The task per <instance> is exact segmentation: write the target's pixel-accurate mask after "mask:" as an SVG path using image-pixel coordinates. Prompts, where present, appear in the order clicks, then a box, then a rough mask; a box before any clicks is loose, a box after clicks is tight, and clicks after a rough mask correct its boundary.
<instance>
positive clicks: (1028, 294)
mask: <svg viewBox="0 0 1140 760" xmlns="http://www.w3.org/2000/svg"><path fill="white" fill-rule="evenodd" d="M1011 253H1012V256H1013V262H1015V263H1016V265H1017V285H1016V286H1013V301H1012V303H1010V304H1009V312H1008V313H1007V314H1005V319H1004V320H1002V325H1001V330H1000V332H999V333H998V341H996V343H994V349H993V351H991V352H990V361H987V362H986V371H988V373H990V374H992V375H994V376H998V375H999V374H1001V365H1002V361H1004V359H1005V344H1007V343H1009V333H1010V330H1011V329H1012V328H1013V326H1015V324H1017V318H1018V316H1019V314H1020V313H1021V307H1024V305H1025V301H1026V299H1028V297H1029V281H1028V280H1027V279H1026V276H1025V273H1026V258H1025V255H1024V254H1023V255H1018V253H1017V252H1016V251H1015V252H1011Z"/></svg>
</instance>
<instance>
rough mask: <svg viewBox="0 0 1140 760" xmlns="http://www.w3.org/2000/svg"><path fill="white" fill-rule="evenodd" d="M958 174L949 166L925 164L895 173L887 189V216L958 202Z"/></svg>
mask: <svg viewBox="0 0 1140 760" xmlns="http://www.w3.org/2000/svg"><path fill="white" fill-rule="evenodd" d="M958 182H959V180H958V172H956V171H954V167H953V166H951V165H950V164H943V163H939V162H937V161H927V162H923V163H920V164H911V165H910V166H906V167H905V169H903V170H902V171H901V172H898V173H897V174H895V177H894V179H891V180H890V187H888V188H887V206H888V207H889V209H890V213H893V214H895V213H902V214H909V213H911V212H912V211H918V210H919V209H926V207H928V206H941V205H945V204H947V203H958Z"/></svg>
:::::
> **Problem description**
Go through the records line by line, and copy each line that holds the string "instance".

> **Task result**
The task per <instance> is exact segmentation: write the target's pixel-accurate mask after "mask:" as an SVG path using image-pixel coordinates. Prompts, where present, appear in the order clicks, then a box, then a rough mask; a box before any clicks is loose, a box after clicks is tight, and clicks after a rough mask correct its boundary.
<instance>
</instance>
<instance>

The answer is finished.